--- Records for the task Enclosed Below ---
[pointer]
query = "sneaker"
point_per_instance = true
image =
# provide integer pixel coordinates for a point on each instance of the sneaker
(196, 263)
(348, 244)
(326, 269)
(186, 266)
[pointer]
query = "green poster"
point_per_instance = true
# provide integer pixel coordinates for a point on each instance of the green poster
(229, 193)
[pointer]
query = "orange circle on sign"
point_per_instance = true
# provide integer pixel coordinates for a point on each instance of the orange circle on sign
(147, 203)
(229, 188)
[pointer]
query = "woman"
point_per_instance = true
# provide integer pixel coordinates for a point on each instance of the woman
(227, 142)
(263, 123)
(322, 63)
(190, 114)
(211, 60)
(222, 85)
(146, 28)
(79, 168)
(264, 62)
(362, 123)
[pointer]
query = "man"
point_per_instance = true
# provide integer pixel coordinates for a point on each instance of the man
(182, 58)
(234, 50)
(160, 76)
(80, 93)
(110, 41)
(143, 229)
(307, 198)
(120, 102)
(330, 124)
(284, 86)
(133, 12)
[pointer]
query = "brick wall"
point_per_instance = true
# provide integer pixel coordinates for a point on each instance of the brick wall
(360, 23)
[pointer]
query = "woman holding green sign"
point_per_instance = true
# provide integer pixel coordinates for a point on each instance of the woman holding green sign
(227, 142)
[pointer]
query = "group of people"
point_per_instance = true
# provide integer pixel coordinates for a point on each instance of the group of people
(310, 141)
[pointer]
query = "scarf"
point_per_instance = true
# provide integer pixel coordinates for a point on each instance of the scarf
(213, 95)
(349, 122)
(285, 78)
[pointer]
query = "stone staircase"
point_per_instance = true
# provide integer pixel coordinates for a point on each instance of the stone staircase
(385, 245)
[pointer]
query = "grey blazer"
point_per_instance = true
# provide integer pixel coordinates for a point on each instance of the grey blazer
--- End of Enclosed Records for the task ---
__Work order__. Could you retype the entire listing exactly?

__Answer to this problem__.
[pointer]
query = "sneaker"
point_per_instance = true
image =
# provide integer pixel coordinates for a point on each instance of the sneaker
(196, 263)
(348, 244)
(326, 269)
(186, 266)
[pointer]
query = "green poster"
point_per_instance = true
# provide integer pixel coordinates for a point on each instance of the green poster
(229, 193)
[pointer]
query = "orange circle on sign"
point_per_instance = true
# provide integer pixel coordinates for a point on each instance of the orange circle on sign
(147, 203)
(229, 188)
[pointer]
query = "woman"
point_per_instance = true
# provide integer pixel coordinates for a point on each instance of the woman
(227, 142)
(263, 123)
(322, 63)
(190, 114)
(211, 60)
(222, 85)
(146, 28)
(79, 168)
(264, 62)
(362, 123)
[pointer]
query = "man"
point_per_instance = true
# provide integer pixel coordinates for a point on each instance of the man
(182, 58)
(234, 50)
(160, 76)
(80, 93)
(110, 41)
(143, 229)
(307, 198)
(120, 102)
(330, 124)
(284, 86)
(133, 12)
[pointer]
query = "brick wall"
point_per_instance = true
# provide integer pixel coordinates for a point on each instance of the brick wall
(360, 23)
[pointer]
query = "woman holding green sign"
point_per_instance = true
# provide integer pixel coordinates for a point on each instance of the woman holding green sign
(227, 142)
[pointer]
query = "group of people"
point_per_instance = true
# provide integer pixel coordinates for a point on each instance of the group of people
(310, 141)
[pointer]
query = "scarf"
point_per_instance = true
# provide integer pixel coordinates for a point on each instance of the scarf
(213, 95)
(349, 122)
(285, 78)
[pointer]
query = "stone staircase"
point_per_instance = true
# provide integer pixel coordinates for a point on each instance of the stone staircase
(385, 245)
[pointer]
query = "grey blazer"
point_per_instance = true
# provide integer pixel coordinates for a point on each instance of the grey blazer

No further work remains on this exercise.